[A run of records]
>> Start

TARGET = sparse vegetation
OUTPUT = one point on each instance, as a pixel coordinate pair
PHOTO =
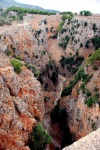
(39, 138)
(64, 42)
(96, 42)
(33, 69)
(17, 65)
(94, 57)
(85, 13)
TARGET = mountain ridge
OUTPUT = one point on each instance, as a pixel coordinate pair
(8, 3)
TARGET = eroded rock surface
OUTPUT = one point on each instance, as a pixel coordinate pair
(91, 141)
(21, 101)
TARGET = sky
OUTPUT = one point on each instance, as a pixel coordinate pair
(66, 5)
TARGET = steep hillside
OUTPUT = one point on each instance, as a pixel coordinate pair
(21, 103)
(61, 51)
(86, 142)
(8, 3)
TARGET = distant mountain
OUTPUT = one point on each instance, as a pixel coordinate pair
(8, 3)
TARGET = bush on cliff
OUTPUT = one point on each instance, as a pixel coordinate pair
(39, 138)
(17, 65)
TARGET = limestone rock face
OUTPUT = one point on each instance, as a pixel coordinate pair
(91, 141)
(21, 101)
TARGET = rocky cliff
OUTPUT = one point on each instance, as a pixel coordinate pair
(91, 141)
(36, 42)
(21, 103)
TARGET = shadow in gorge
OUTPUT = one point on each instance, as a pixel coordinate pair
(59, 116)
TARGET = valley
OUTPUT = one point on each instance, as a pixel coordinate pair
(59, 84)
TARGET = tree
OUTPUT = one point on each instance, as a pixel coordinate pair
(39, 138)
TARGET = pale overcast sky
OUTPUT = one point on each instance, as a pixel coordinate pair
(66, 5)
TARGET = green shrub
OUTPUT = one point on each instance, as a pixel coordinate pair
(85, 23)
(94, 57)
(58, 114)
(64, 42)
(90, 101)
(94, 27)
(18, 57)
(96, 42)
(33, 69)
(85, 13)
(67, 91)
(87, 44)
(8, 52)
(81, 45)
(96, 96)
(95, 67)
(39, 138)
(17, 65)
(93, 126)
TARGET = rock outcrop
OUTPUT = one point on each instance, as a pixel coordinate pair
(91, 141)
(21, 103)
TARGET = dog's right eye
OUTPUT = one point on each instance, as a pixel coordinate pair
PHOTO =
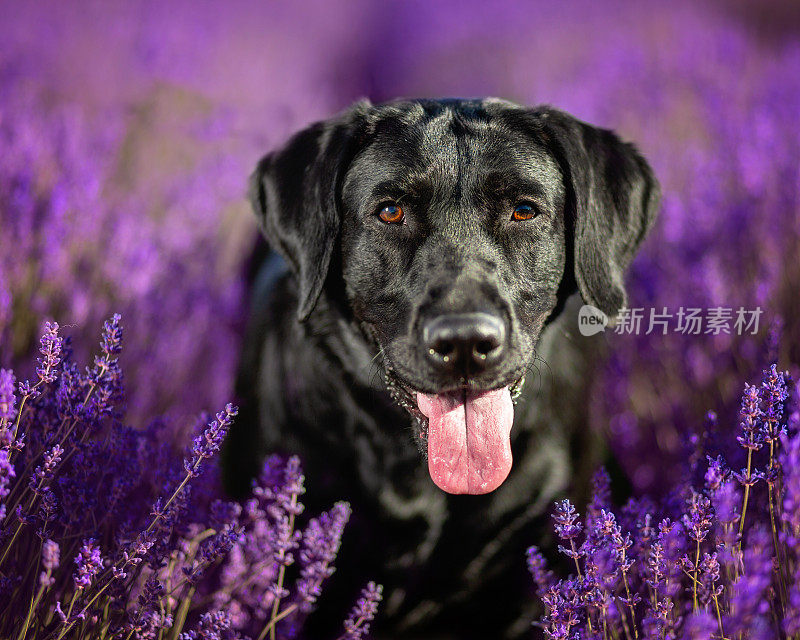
(391, 214)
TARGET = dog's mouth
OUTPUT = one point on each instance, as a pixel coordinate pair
(466, 433)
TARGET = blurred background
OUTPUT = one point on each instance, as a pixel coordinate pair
(128, 130)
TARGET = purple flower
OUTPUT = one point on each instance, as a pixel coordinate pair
(7, 397)
(50, 559)
(791, 623)
(716, 474)
(750, 419)
(321, 541)
(356, 626)
(44, 473)
(207, 444)
(566, 518)
(537, 565)
(790, 464)
(212, 626)
(50, 555)
(7, 473)
(749, 601)
(709, 577)
(774, 393)
(89, 563)
(698, 520)
(699, 626)
(50, 348)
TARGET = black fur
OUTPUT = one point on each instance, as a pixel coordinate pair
(334, 356)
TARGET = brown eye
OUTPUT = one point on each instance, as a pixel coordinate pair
(391, 214)
(524, 211)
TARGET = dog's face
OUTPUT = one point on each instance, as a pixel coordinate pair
(457, 227)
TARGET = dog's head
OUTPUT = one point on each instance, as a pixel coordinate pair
(456, 227)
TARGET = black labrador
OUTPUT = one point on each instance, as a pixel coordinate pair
(431, 251)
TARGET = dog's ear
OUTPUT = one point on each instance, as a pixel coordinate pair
(615, 198)
(294, 192)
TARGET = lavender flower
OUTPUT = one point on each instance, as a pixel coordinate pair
(774, 393)
(50, 348)
(44, 473)
(356, 626)
(565, 518)
(50, 561)
(537, 565)
(698, 520)
(790, 463)
(715, 475)
(749, 603)
(321, 541)
(7, 473)
(88, 562)
(207, 444)
(7, 397)
(750, 423)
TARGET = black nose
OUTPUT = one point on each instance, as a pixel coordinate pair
(464, 342)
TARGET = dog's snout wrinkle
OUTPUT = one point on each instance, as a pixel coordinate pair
(465, 342)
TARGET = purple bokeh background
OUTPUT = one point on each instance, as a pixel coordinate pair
(127, 132)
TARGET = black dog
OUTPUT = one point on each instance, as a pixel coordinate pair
(429, 243)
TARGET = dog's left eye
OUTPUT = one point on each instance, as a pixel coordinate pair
(391, 214)
(524, 211)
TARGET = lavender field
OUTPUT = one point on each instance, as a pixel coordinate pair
(127, 132)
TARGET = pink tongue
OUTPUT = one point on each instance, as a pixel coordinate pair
(469, 439)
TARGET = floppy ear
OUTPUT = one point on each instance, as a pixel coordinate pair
(616, 198)
(294, 193)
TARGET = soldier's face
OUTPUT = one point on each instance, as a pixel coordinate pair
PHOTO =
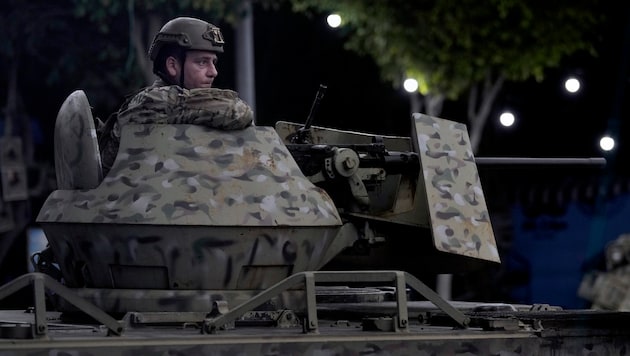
(199, 69)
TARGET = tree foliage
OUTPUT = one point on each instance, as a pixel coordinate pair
(457, 47)
(449, 45)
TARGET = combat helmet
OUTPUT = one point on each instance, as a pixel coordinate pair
(189, 34)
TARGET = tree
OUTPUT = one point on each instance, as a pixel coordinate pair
(463, 47)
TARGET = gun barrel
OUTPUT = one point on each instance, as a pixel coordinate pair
(590, 161)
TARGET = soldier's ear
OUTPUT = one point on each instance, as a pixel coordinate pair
(172, 66)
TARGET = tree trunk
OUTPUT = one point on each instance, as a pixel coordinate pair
(478, 116)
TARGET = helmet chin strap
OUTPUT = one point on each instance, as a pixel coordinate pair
(182, 58)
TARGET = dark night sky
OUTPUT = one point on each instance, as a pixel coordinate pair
(295, 54)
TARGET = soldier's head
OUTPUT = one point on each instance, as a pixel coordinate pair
(184, 52)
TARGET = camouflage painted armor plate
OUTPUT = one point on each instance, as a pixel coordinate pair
(188, 207)
(459, 215)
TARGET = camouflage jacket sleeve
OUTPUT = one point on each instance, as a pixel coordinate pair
(212, 107)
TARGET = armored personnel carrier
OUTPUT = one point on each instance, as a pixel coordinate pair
(282, 241)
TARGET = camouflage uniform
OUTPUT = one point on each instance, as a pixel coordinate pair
(172, 104)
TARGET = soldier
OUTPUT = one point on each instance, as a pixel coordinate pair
(184, 55)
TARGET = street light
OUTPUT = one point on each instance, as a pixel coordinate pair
(333, 20)
(507, 119)
(607, 143)
(410, 85)
(572, 85)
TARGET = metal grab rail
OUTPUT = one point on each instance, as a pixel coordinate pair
(41, 282)
(309, 279)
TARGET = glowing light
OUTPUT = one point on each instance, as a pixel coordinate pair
(410, 85)
(572, 85)
(333, 20)
(507, 119)
(607, 143)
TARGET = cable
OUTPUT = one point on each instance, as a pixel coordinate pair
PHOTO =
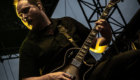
(11, 70)
(72, 10)
(5, 71)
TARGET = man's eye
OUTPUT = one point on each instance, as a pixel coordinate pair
(26, 10)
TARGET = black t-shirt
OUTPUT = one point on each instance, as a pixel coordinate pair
(42, 52)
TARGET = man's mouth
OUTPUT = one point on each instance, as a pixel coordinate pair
(29, 22)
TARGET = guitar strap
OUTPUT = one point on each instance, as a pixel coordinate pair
(64, 31)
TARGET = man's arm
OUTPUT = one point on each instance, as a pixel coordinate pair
(52, 76)
(100, 44)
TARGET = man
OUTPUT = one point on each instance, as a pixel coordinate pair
(44, 48)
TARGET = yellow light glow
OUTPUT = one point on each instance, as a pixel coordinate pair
(25, 23)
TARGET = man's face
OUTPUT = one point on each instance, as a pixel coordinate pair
(29, 14)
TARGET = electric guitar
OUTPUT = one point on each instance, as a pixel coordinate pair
(74, 57)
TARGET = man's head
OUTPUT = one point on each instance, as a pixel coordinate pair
(31, 12)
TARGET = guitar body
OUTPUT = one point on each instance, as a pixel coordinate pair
(78, 73)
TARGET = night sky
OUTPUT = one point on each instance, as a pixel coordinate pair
(128, 9)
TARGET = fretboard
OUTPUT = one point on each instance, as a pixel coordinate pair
(85, 47)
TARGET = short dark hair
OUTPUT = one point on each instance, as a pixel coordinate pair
(34, 2)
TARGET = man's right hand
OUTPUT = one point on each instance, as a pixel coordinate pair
(52, 76)
(58, 76)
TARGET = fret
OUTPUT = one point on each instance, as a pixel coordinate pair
(85, 47)
(107, 9)
(83, 51)
(87, 43)
(81, 54)
(93, 33)
(78, 59)
(88, 40)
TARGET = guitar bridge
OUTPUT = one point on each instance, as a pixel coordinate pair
(76, 63)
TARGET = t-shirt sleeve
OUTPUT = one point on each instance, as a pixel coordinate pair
(28, 64)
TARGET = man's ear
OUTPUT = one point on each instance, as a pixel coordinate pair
(39, 5)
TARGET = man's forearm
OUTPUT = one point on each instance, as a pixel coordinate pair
(44, 77)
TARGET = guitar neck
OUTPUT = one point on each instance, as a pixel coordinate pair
(85, 47)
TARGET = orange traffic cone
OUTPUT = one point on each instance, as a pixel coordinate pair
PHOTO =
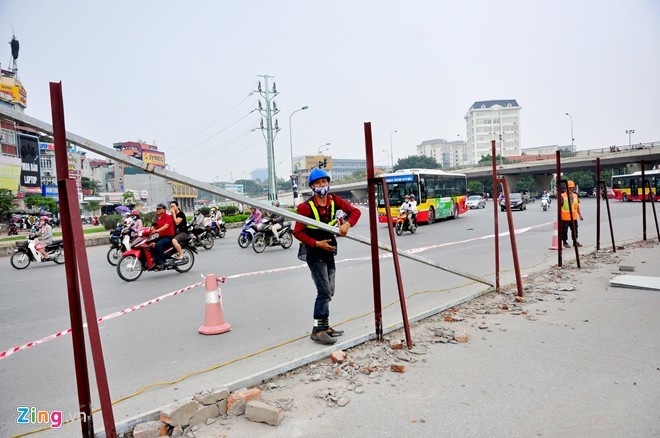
(214, 320)
(555, 237)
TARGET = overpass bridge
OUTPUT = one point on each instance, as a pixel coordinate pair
(541, 170)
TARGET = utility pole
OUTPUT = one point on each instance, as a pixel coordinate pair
(270, 131)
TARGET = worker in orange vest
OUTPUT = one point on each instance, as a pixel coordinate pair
(568, 216)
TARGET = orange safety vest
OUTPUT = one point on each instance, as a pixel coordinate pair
(565, 214)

>> End

## DIRECTIONS
Output the line that contains "TARGET = man's head" and every subsequent line through the end of the entries, exactly as given, without pictures.

## WRITTEN SOLUTION
TARGET = man's head
OUTPUT = one point on each instance, as a pixel coordinate pair
(31, 12)
TARGET = guitar body
OUTPUT = one point on each instance, as a pixel coordinate pair
(78, 73)
TARGET = night sky
OUTPUT = one point on each instance, as a pixel coordinate pair
(128, 9)
TARGET = fretboard
OUTPUT = one point on each instance, as a pixel coordinate pair
(85, 47)
TARGET = short dark hair
OUTPUT = one point on each instance, as a pixel coordinate pair
(34, 2)
TARGET = man's right hand
OUTPUT = one point on each instance, as a pixel coordinate pair
(52, 76)
(58, 76)
TARGET = fret
OUTPUT = one point on each instance, as a pixel coordinate pair
(85, 47)
(107, 9)
(83, 51)
(87, 43)
(81, 54)
(93, 33)
(78, 59)
(88, 40)
TARGET = guitar bridge
OUTPUT = one point on each instance, as a pixel coordinate pair
(76, 63)
TARGET = t-shirt sleeve
OUTPUT = one point on each instance, as a pixel coordinate pair
(28, 64)
TARGET = man's ear
OUTPUT = one point on each instance, as a pixel coordinate pair
(39, 5)
TARGET = man's forearm
OUTPUT = one point on each instance, as a pixel coordinate pair
(44, 77)
TARGET = guitar neck
OUTPUT = one point on each instance, as a pixel coordinate pair
(85, 47)
TARGET = orange traffic cone
OUTPUT = one point on each instance, as a pixel coordinate pair
PHOTO =
(214, 320)
(555, 237)
TARGET = overpass bridge
OUTPUT = one point on each instance, as a pixel coordinate pair
(541, 170)
TARGET = utility pole
OUTPUT = one point on each instance, as a pixel coordinate pair
(270, 131)
TARGET = worker in orange vest
OUTPUT = one point on each instance, as a pixel coordinate pair
(568, 216)
TARGET = orange safety vest
OUTPUT = one point on each instance, as a pixel coordinate pair
(565, 214)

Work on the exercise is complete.